Work to be completed — Lines from the top of the entries down to the line with "column 853, row 883" must be set down exactly as they stand, with both ends retained.

Referring expression data
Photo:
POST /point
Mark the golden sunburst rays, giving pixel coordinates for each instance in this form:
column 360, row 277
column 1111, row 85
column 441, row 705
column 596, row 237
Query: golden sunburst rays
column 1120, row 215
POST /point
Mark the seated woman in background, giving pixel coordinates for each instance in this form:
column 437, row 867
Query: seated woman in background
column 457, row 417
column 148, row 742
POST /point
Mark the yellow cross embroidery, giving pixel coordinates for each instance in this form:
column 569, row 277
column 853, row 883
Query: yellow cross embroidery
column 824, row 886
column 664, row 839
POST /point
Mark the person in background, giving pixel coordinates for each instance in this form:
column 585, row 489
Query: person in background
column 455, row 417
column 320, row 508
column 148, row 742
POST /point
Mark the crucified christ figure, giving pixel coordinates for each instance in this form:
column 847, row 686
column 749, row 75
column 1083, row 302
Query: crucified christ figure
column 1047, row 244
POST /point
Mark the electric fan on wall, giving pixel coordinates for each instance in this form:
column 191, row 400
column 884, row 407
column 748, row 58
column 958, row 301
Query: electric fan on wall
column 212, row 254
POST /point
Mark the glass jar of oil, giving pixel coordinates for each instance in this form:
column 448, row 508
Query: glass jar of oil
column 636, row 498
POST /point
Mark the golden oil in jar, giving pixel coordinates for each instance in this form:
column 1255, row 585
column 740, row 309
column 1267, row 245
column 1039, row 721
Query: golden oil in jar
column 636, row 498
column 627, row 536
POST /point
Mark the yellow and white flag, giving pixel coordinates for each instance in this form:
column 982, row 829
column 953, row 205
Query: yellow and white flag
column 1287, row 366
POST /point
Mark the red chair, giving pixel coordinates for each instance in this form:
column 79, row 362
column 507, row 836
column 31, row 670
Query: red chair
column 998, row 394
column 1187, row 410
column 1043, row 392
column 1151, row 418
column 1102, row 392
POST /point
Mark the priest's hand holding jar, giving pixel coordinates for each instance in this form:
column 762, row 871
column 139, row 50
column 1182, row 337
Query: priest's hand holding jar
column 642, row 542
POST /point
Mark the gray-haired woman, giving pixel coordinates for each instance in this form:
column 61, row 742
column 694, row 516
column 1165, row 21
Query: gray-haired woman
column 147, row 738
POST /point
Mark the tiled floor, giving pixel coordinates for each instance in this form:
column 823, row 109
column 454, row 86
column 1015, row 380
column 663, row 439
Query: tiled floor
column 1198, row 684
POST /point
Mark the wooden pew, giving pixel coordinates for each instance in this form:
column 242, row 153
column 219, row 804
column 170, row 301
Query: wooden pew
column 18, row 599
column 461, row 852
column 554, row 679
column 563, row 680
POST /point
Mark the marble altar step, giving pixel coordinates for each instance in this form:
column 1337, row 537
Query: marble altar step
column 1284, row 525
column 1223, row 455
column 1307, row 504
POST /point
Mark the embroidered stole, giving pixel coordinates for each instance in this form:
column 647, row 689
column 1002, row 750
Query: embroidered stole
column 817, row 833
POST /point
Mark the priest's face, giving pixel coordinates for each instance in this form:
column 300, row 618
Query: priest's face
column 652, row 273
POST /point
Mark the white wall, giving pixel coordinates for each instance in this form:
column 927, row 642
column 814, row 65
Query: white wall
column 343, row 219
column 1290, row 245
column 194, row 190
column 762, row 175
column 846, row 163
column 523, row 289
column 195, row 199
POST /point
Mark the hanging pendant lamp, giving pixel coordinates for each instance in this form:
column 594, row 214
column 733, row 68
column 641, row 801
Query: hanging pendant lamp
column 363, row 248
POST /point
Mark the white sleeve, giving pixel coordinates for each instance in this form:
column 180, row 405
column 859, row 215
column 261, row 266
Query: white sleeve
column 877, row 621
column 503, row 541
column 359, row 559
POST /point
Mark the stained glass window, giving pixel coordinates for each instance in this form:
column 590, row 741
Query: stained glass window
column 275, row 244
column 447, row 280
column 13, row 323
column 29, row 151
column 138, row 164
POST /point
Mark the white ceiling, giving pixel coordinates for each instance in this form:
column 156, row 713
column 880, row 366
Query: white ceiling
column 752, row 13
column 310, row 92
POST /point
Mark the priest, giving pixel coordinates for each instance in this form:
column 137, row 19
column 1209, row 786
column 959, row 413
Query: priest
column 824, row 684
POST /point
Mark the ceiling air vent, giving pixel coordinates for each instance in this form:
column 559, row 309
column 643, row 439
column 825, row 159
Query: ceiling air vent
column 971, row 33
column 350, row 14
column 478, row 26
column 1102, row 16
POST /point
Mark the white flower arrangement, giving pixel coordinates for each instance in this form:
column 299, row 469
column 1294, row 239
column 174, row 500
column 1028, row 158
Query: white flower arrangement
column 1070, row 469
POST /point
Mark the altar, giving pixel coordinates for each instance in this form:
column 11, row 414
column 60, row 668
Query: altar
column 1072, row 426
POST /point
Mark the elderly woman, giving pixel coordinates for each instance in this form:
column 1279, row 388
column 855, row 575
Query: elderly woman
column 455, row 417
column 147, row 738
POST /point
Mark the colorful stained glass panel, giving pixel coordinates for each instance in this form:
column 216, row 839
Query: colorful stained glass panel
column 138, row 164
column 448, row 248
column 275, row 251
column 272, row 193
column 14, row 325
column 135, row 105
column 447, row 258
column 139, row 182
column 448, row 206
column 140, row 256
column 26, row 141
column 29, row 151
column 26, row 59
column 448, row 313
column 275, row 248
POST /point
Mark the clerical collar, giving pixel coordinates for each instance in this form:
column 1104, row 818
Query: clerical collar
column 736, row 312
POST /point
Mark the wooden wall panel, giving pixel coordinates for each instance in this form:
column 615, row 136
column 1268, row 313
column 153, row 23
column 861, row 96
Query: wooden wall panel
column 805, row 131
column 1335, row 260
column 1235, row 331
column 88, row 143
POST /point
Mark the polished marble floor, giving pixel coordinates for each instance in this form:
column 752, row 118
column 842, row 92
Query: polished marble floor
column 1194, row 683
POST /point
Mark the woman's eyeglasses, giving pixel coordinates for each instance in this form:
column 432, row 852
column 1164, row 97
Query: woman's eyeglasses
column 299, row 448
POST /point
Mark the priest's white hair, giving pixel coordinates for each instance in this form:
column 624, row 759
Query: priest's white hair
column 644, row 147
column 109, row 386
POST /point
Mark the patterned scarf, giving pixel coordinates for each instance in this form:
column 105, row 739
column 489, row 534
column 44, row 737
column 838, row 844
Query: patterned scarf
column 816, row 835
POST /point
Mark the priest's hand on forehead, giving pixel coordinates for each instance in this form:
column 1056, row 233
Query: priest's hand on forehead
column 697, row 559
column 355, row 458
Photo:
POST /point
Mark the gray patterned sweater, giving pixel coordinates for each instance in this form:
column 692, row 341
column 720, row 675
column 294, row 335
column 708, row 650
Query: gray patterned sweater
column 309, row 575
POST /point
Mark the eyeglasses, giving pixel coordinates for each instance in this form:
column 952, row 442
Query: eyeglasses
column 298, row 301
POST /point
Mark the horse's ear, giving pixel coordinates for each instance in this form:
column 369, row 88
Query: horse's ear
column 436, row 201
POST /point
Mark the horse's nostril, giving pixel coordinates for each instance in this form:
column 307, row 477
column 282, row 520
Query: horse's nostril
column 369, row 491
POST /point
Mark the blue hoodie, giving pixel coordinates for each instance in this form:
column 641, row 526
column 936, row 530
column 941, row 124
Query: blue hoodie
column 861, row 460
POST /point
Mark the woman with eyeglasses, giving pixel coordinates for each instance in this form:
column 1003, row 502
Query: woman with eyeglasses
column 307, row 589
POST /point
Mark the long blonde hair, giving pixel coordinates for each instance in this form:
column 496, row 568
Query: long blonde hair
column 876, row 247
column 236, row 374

Answer to the problem —
Photo:
POST /point
Mark the golden sunburst rays, giving pixel coordinates for each instance in this form:
column 360, row 277
column 1111, row 85
column 441, row 705
column 596, row 237
Query: golden sunburst rays
column 1120, row 215
POST /point
Mark the seated woman in background, giving pixel coordinates for each instance in this form:
column 437, row 867
Query: seated woman in background
column 457, row 417
column 148, row 742
POST /point
Mark the yellow cross embroidery, giving pixel coordinates for each instance in this form:
column 569, row 277
column 853, row 883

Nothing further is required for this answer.